Assignment
Set out exactly every line of the entries below, starting at the line that holds "Target: blue sneaker" and stopping after the line that holds "Where can the motor scooter".

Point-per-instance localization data

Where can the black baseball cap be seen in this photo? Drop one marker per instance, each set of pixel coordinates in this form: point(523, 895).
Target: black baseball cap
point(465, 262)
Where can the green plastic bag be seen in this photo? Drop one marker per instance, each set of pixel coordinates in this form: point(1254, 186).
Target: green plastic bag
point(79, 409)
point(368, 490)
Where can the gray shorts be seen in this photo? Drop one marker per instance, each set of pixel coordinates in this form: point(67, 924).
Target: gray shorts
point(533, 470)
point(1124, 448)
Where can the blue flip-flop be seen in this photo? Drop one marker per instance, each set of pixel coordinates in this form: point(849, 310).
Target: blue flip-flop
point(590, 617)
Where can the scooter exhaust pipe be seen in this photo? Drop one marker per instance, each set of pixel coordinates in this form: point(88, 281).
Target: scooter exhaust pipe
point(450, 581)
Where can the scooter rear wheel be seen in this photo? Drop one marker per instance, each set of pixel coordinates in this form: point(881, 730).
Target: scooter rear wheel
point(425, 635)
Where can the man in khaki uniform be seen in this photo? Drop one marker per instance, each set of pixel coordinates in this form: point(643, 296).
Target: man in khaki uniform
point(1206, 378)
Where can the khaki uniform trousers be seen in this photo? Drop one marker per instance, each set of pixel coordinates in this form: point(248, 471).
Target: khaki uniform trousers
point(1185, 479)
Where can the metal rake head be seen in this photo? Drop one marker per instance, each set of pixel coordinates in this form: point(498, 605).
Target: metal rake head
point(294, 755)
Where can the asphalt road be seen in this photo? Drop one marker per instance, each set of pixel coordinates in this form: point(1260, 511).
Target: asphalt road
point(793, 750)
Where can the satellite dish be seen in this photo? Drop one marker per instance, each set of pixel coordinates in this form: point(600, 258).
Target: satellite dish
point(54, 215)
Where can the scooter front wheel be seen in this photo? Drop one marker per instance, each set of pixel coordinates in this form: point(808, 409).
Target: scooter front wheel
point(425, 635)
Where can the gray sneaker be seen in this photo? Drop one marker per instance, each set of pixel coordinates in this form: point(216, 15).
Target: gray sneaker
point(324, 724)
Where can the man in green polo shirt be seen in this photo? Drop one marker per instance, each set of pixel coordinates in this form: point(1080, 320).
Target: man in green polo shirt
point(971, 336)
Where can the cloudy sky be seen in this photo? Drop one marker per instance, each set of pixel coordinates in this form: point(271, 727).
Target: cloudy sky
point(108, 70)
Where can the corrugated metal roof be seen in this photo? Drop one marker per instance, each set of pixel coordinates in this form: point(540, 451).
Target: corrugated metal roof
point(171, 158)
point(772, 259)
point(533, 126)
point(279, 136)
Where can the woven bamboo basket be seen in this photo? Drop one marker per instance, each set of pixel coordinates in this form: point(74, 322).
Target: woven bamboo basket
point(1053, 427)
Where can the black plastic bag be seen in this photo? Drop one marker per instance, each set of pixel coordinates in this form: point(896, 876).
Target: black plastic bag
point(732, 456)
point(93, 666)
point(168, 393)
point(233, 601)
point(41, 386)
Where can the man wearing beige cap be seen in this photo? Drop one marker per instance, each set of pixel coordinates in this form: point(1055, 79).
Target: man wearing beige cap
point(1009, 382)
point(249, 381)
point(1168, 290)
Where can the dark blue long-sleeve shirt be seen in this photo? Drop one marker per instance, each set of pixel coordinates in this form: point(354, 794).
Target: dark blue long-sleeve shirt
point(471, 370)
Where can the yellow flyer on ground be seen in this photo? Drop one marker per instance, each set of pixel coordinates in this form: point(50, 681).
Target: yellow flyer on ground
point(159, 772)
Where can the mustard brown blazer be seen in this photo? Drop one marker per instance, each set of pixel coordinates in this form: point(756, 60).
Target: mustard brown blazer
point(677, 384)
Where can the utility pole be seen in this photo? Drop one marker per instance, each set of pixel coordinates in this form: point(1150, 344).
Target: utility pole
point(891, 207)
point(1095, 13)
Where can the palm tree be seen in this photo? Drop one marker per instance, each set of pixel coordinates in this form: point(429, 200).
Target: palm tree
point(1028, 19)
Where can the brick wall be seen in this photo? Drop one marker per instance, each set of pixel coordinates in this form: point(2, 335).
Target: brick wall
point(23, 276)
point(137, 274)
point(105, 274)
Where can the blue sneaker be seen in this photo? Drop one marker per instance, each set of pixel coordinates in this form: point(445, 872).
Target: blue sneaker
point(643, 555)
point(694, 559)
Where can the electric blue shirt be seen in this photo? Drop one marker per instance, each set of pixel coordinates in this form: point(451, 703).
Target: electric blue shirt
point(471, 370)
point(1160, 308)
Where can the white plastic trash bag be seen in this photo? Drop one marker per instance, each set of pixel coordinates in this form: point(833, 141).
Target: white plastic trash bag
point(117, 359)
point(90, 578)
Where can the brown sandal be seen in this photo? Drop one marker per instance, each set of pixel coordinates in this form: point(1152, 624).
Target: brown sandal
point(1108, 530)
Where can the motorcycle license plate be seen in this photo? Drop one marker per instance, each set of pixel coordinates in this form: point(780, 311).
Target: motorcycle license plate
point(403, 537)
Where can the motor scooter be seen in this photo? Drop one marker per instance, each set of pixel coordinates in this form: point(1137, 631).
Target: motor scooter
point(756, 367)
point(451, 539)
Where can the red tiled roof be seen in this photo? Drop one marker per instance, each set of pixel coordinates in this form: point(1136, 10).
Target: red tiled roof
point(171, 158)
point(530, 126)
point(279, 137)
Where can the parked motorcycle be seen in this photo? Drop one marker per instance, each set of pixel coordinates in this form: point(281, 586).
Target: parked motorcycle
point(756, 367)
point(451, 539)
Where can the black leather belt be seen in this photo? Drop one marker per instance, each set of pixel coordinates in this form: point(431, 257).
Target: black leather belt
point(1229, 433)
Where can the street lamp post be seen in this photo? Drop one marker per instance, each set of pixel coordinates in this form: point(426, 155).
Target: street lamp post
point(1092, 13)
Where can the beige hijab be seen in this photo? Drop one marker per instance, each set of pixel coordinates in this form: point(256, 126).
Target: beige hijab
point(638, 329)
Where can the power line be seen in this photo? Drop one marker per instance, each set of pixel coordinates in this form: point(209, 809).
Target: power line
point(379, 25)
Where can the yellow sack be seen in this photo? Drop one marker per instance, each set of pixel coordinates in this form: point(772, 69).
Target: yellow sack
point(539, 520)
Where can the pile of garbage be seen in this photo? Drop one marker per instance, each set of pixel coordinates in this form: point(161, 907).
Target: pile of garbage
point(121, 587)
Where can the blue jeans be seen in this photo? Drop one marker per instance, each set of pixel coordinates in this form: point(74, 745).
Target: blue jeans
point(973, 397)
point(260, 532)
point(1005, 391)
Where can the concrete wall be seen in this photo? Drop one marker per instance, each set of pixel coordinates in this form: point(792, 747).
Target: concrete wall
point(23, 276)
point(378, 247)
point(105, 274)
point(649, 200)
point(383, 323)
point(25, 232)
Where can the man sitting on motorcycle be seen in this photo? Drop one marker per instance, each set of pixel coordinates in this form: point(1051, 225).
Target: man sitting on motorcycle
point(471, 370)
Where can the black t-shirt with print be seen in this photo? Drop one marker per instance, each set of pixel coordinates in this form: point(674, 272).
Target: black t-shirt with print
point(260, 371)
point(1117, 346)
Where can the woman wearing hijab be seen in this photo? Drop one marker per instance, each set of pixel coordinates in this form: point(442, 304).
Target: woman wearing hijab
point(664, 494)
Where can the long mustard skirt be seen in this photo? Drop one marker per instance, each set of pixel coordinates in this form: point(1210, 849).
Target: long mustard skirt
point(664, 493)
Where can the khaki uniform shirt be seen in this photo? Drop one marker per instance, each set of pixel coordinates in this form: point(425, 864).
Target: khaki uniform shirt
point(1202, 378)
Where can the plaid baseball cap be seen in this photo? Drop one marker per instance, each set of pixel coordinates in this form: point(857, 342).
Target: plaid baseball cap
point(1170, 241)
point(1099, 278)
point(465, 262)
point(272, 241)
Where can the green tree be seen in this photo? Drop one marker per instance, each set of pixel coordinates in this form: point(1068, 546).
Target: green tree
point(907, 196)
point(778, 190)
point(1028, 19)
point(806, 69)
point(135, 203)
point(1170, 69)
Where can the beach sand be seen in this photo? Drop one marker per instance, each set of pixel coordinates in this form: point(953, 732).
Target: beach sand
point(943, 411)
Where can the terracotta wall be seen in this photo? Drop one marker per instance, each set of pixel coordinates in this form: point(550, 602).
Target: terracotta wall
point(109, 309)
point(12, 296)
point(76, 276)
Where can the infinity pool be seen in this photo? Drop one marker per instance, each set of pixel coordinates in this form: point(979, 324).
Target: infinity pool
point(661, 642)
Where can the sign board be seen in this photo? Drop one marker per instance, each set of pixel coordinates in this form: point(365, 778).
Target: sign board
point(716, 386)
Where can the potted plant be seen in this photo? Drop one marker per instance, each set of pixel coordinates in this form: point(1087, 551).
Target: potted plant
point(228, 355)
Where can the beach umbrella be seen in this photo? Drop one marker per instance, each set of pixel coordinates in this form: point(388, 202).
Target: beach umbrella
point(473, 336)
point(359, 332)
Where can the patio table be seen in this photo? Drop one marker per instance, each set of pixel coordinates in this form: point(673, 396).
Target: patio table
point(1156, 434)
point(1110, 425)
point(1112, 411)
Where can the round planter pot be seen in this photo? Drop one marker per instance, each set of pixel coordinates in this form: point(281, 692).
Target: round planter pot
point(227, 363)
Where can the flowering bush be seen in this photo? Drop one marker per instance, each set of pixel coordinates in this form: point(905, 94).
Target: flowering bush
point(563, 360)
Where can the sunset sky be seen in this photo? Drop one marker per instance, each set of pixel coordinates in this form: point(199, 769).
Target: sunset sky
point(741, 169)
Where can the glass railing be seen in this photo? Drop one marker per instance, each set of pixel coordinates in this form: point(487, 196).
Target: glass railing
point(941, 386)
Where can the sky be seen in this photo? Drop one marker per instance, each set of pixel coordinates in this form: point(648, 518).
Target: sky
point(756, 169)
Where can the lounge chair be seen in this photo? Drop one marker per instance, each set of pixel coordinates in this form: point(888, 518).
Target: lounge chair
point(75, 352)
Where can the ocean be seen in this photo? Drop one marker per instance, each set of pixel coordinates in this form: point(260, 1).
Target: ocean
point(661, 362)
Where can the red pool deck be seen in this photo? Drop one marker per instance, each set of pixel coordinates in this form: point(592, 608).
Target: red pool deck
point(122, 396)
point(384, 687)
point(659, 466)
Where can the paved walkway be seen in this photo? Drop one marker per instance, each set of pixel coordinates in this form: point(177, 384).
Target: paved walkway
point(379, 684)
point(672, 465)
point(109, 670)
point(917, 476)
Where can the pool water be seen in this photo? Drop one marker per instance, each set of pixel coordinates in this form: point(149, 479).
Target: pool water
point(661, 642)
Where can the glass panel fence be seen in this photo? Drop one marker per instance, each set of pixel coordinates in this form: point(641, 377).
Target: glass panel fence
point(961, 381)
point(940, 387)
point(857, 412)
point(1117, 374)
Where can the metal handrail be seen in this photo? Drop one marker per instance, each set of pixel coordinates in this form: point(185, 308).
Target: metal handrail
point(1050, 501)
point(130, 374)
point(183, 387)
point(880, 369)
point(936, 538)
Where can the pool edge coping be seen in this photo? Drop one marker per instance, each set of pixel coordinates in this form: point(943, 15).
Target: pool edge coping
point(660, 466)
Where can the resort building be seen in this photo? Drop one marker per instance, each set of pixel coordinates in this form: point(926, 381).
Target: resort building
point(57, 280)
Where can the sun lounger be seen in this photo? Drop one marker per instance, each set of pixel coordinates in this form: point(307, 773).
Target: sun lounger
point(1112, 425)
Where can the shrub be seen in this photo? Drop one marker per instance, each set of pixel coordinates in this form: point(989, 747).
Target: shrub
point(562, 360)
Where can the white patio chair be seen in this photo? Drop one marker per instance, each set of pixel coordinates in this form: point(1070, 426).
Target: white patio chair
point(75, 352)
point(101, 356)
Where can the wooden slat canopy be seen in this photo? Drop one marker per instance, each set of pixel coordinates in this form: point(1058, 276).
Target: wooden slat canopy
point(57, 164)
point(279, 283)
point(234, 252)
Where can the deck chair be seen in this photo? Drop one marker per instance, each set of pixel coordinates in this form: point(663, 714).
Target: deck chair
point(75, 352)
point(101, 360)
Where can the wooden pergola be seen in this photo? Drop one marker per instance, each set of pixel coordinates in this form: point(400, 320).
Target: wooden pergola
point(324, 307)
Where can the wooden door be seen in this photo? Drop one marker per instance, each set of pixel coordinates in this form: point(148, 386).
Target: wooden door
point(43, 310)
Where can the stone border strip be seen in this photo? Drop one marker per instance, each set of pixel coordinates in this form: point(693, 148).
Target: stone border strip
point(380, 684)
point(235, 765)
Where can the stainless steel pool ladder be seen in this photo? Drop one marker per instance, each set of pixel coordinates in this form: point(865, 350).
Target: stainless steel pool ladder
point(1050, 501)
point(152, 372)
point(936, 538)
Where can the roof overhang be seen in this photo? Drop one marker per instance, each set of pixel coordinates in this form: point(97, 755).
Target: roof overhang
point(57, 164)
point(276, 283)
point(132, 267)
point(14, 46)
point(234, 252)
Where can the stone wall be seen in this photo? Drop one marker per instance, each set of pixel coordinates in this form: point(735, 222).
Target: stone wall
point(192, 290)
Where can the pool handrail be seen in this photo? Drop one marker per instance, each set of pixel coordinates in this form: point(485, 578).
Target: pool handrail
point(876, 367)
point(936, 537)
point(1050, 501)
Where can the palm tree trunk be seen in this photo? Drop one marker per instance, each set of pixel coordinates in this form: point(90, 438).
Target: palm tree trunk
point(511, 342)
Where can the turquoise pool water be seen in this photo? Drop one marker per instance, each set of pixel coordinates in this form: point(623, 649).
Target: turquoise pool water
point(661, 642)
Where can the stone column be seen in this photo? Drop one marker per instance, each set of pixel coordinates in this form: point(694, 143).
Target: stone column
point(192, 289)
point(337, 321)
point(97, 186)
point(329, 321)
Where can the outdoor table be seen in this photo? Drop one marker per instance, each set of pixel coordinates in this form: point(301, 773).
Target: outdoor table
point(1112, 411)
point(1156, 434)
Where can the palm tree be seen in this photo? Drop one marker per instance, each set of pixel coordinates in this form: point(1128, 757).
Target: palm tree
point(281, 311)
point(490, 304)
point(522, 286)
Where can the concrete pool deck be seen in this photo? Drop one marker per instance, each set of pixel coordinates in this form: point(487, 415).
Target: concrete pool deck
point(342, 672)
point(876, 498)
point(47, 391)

Response to this task
Target: blue sneaker
point(643, 555)
point(694, 559)
Where can the electric blue shirt be seen in this photo? Drop one marker per instance, each set of pixel coordinates in this form: point(451, 703).
Target: electric blue shirt
point(471, 370)
point(1160, 308)
Where can the white plastic trash bag be seen in this photo? Drop one marker per instance, each set of pixel coordinates in this form: point(833, 141).
Target: white plastic trash bag
point(117, 359)
point(90, 578)
Where can the brown sandal be seen in this photo? Drop one marker per instance, each set of pixel coordinates in this form: point(1152, 624).
Target: brown sandal
point(1108, 530)
Where can the motorcycle license plate be seen in this photo? Drop one marker per instance, each set of pixel coordinates in this form: point(780, 311).
Target: motorcycle license plate
point(403, 537)
Where can the motor scooter be seen in this photo? Drop one marker per instance, each set of pixel coordinates in this form: point(1137, 631).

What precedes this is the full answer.